Directions for this task — The full listing is needed, transcribed word for word.

* * * * * * *

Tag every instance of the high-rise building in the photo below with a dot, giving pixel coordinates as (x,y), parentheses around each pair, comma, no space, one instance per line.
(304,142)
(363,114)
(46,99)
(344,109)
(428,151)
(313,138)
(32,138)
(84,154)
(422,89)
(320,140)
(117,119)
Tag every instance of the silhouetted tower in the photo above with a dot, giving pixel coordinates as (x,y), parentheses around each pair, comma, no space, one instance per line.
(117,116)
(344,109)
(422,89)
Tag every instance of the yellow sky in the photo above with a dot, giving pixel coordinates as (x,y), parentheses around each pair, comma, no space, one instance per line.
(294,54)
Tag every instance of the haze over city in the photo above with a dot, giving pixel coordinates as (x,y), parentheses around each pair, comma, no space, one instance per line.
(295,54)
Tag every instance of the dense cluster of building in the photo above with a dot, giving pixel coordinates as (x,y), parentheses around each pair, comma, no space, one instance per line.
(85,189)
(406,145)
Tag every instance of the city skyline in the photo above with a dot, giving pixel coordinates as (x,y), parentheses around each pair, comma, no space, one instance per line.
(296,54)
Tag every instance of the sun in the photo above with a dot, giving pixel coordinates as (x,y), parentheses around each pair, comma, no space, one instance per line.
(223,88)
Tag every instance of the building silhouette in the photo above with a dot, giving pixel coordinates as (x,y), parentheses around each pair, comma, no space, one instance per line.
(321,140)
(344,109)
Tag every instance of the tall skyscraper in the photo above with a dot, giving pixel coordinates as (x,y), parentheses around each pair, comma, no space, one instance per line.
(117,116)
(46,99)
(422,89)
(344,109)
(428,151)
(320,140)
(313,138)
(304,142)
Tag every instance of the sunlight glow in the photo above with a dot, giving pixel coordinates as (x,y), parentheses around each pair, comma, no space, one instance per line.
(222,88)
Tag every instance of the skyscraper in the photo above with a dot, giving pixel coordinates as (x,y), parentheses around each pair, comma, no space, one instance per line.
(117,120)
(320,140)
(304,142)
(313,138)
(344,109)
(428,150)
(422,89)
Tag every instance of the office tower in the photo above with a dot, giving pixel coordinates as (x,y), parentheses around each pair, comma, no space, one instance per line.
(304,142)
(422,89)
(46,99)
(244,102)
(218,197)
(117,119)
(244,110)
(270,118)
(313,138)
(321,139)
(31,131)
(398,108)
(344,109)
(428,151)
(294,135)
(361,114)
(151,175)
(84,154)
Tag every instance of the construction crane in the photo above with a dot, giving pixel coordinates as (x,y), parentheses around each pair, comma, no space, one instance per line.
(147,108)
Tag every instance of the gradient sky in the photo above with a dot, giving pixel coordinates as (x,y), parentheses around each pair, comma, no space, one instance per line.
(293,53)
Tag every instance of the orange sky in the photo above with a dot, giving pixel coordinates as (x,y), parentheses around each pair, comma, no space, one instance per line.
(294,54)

* * * * * * *

Result —
Tag every instance of the high-rise building in the photo below with a dot, giving pixel coordinates as (x,y), parentheses around each pair, comma, no space, one instance per line.
(304,142)
(363,114)
(46,99)
(344,109)
(428,151)
(313,138)
(32,138)
(84,154)
(422,89)
(320,140)
(117,119)
Tag every instance of the silhouetted tower in the photo above with a dot, giving pixel coordinates as (x,y), parentheses around each pair, comma, no space, one instance per line.
(117,116)
(344,109)
(422,89)
Tag every instance of the yellow sky in the photo above with a dot, giving pixel coordinates as (x,y), parentheses around each pair, comma, no space, one instance per line.
(294,54)
Tag every instance of the haze over city in the photo above with a dot, giving pixel coordinates as (x,y), parentheses around each pair, comma, no space, one instance per line.
(295,54)
Tag every instance of the dense cluster of building in the photo above with a dot, giving pixel coordinates as (x,y), parentheses around each pair, comma, no space, one instance per line.
(85,189)
(406,145)
Tag every instance of the city skyline in the photo above with a dot, giving pixel coordinates as (x,y), parentheses around each pair, comma, no space, one instance per line.
(296,54)
Tag every instance of the sun in the photo above with a dot, giving pixel coordinates as (x,y), parentheses around each pair, comma, no space, one instance per line.
(223,88)
Tag every instance of the building silhouette in the photo above with a dot, giving pixel coordinates as (x,y), parentheses around each pair, comma, no space, one instance per line.
(321,140)
(344,109)
Tag every instance of the tall skyscraper in the photo above with a dot, giving pixel coordinates as (x,y), parentheses around each pair, comma, no space, one instance per line.
(117,116)
(46,99)
(422,89)
(344,109)
(428,151)
(320,140)
(313,138)
(304,142)
Tag every instance of the sunlight glow in the photo above with a dot, giving pixel coordinates as (x,y), parentheses around each pair, comma, no space, one instance per line.
(222,88)
Tag every instance of the skyscraper in the photo above with a dot, giving pixel coordinates as (x,y), parentheses around each pair, comma, no space, one instance per line.
(117,120)
(320,140)
(304,142)
(313,138)
(344,109)
(428,150)
(422,89)
Tag every instance of the office tower in the photo above with a dot, giving pixel coordinates as (x,y), parentheses around each pair, comma, no space, one instance per line.
(304,142)
(422,89)
(46,99)
(244,102)
(218,197)
(117,119)
(244,110)
(270,118)
(313,138)
(321,139)
(31,131)
(398,108)
(344,109)
(428,151)
(294,135)
(361,114)
(151,175)
(84,154)
Tag every instance of the construction crane in the photo above with a dot, giving pixel coordinates as (x,y), parentheses around each pair, comma, no space, one instance per line.
(147,108)
Tag every instance of the gradient sky in the photo above with a dot, giving pixel coordinates as (x,y), parentheses around each pair, comma, no space, one instance per line.
(293,53)
Tag every instance of the orange sky in the photo above with a dot, giving pixel coordinates as (x,y), parentheses around each pair, comma, no space, one instance per line.
(294,54)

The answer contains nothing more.